Supplied text >>
__________

JAKARTA, Indonesia (AP) -- Hours after Indonesia announced it had foiled an alleged plot to bomb the Myanmar Embassy in Jakarta, hundreds of hard-line Muslims gathered outside the mission Friday calling for jihad in that country to fight against persecution of their Islamic brothers.
Two suspected militants were arrested the night before, and five homemade bombs were seized from a backpack they were carrying after authorities were tipped to their whereabouts, said National Police spokesman Brig. Gen. Boy Rafli Amar.
Their interrogation led to a rented house where other explosive materials were found.
Amar said the men, Achmad Taufiq, 22, and Sefa Riano, 29, were part of a cell allegedly involved in recent attacks against Indonesian police.
"They have a link with terrorism from evidence we have seized," Amar said. "We are still investigating and searching for other alleged group members." Amar would not say when the embassy attack was to have taken place.
He said the suspects told authorities they wanted to retaliate against Myanmar for recent attacks on Rohingya Muslims there.
Meanwhile, up to 2,000 police were deployed Friday to secure the Myanmar Embassy and its ambassador's house before a demonstration by the Islamic Defenders Front. Several hundred protesters showed up dressed in white with some holding banners that read: "We want jihad" and "Stop genocide in Myanmar."
They gathered in the street in front of rows of police, peacefully waving flags and shouting: "Muslims unite! Will not be defeated!"
The U.S. Embassy issued a notice urging its citizens to stay away from the area. Truckloads of officers, many in riot gear, were placed at nearby buildings and hotels while water cannons and armored vehicles were parked on the street.

__________

Brief 1 >> Decide whether each statement agrees with the Jakarta news report, answering yes or no and quoting the words of the report that settle it. (a) The bombs seized from the two suspects were found in a backpack. (b) Amar disclosed when the embassy attack was to have taken place. (c) The protesters outside the embassy were dressed in black.
Brief 2 >> Translate this sentence from the Jakarta news report into Spanish: "Their interrogation led to a rented house where other explosive materials were found."
Brief 3 >> In the Jakarta news report, recast the paragraph beginning "Meanwhile, up to 2,000 police" as a bulleted list of its main facts.

__________

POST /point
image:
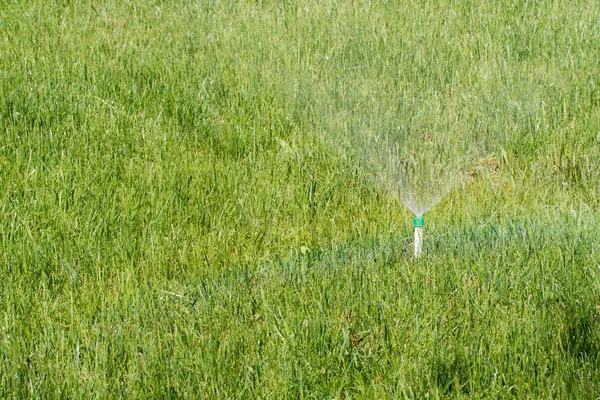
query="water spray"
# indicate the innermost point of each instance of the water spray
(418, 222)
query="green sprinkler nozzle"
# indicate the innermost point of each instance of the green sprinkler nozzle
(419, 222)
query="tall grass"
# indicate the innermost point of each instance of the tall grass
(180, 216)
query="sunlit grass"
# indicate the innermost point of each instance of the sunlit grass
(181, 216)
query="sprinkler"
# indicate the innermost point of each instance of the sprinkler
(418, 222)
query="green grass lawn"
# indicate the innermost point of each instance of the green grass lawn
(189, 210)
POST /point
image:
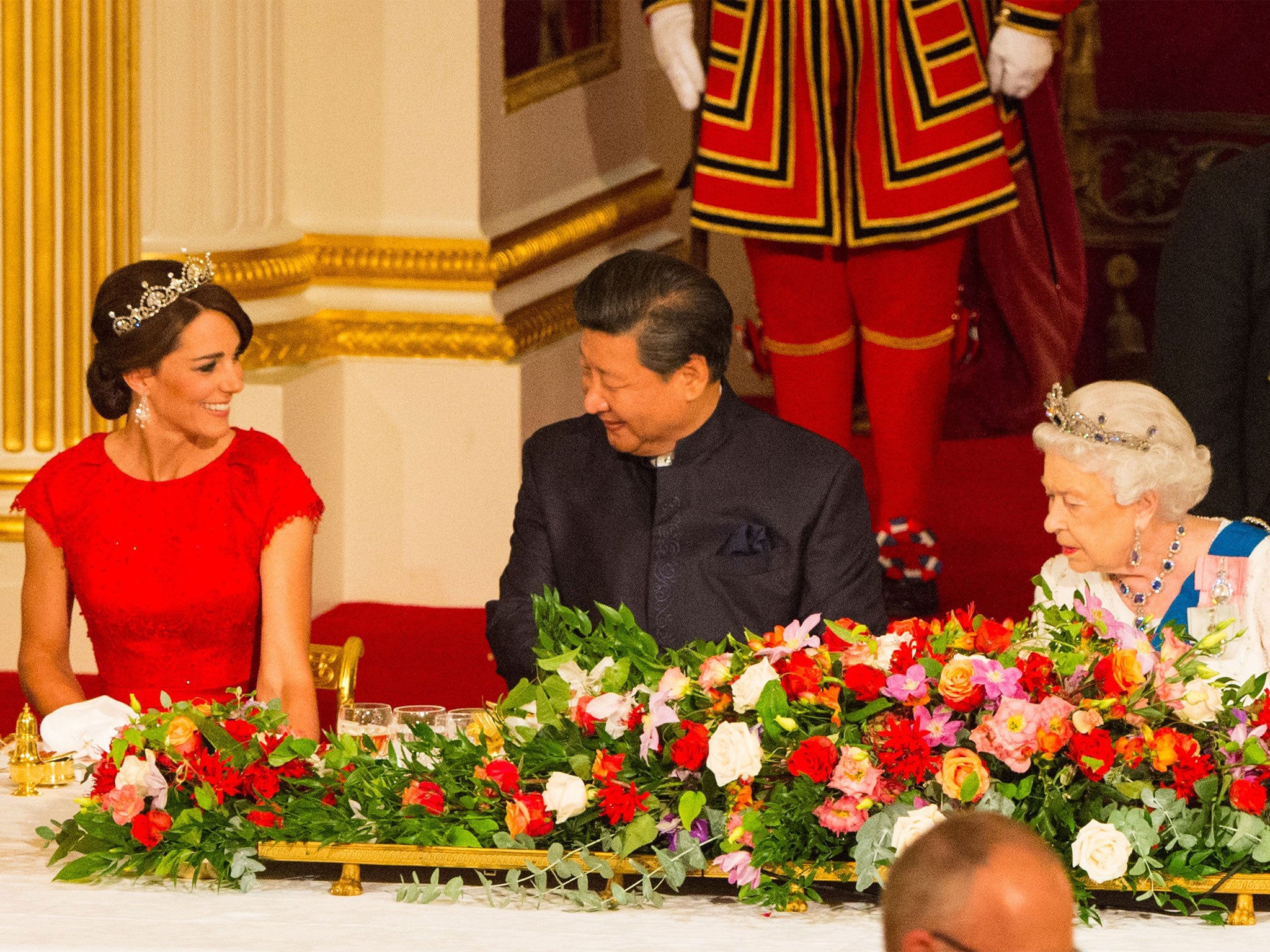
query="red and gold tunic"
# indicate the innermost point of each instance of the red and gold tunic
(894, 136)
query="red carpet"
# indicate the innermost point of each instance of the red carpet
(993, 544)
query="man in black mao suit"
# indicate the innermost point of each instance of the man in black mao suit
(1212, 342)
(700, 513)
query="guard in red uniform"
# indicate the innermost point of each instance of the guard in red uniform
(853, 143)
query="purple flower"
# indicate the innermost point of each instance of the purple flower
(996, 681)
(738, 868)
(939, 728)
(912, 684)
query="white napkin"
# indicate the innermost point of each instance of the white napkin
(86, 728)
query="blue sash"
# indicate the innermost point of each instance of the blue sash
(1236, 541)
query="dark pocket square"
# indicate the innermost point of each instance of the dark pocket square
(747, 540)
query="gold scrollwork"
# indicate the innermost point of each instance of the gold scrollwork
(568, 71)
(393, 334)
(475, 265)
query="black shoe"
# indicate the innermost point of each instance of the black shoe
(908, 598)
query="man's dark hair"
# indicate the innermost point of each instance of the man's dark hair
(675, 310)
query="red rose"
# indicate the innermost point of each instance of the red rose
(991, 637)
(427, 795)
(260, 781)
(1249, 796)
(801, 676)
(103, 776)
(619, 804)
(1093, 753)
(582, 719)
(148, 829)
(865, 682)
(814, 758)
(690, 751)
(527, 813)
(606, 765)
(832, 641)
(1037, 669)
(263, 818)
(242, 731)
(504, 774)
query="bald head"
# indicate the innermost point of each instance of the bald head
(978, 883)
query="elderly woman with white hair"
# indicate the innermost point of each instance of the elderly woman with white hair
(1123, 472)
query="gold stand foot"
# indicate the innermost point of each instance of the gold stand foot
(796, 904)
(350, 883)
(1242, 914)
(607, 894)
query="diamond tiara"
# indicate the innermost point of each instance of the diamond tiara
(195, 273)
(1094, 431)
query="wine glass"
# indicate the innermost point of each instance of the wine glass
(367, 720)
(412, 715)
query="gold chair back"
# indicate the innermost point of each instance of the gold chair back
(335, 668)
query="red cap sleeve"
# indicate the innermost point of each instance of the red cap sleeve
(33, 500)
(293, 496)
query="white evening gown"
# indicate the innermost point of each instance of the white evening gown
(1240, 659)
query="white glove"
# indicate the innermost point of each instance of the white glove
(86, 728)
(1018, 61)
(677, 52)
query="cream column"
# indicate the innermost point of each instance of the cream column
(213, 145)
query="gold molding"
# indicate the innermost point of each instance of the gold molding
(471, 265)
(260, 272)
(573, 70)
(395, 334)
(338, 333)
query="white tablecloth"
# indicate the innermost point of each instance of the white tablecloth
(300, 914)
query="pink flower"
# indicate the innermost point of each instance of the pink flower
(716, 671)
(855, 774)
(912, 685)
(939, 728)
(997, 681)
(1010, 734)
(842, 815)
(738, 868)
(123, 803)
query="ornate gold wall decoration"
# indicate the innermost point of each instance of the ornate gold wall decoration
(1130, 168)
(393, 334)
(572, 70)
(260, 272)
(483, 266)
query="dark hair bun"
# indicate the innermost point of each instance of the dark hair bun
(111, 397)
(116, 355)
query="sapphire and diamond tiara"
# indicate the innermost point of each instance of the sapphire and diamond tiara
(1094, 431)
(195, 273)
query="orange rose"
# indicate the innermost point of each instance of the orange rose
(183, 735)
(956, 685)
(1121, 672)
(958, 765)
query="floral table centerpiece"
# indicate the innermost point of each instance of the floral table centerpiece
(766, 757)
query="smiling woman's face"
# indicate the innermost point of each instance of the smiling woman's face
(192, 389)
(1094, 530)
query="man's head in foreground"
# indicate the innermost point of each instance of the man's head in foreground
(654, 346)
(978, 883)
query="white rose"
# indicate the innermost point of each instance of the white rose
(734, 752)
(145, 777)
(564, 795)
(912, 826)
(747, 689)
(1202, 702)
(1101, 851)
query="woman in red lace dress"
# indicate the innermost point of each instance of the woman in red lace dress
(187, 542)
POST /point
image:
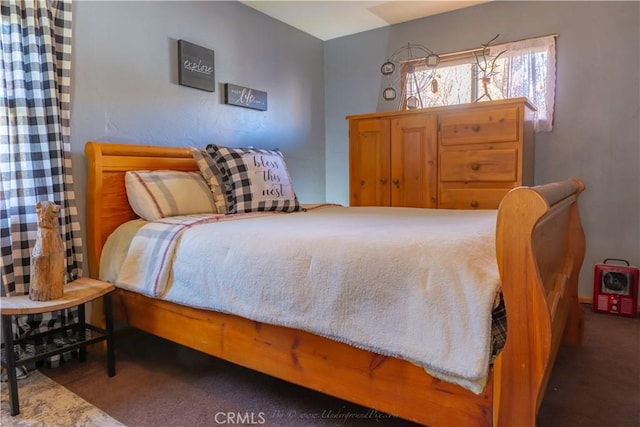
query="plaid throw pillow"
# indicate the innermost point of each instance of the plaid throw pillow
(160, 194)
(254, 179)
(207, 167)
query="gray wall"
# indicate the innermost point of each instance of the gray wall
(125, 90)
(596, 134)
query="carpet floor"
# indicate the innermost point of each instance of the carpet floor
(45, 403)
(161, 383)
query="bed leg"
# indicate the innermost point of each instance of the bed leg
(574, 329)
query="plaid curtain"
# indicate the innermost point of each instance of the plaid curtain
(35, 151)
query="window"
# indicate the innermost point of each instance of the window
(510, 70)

__________

Exercise result 1 >>
(a) Yes: "five homemade bombs were seized from a backpack they were carrying"
(b) No: "Amar would not say when the embassy attack was to have taken place."
(c) No: "Several hundred protesters showed up dressed in white"

Exercise result 2 >> Su interrogatorio condujo a una casa alquilada donde se encontraron otros materiales explosivos.

Exercise result 3 >>
- Up to 2,000 police were deployed Friday to secure the Myanmar Embassy and its ambassador's house.
- The deployment came before a demonstration by the Islamic Defenders Front.
- Several hundred protesters arrived dressed in white.
- Some held banners reading "We want jihad" and "Stop genocide in Myanmar."